Which lines run from the one containing "From the screenshot above, the small" through the end of the entries? Restate them word for word, and only those.
======== DATA ========
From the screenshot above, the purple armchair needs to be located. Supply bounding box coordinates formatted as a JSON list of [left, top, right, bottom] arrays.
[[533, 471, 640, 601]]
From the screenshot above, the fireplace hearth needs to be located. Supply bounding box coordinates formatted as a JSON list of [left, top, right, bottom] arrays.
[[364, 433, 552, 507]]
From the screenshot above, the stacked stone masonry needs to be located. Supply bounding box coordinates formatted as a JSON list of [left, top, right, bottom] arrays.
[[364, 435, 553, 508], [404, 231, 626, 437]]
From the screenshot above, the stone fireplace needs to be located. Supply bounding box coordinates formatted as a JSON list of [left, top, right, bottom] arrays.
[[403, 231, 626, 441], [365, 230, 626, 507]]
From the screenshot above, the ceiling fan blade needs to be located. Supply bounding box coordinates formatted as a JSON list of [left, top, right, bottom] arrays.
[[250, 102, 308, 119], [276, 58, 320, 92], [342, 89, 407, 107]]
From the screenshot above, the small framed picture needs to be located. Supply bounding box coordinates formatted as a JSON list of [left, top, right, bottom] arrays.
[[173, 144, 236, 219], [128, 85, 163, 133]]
========
EXERCISE ANSWER:
From the screenshot above, the small framed picture needs to be located. Supply bounding box coordinates formatted as a JSON list of [left, top, right, bottom] arrays.
[[173, 144, 236, 219], [128, 85, 163, 133]]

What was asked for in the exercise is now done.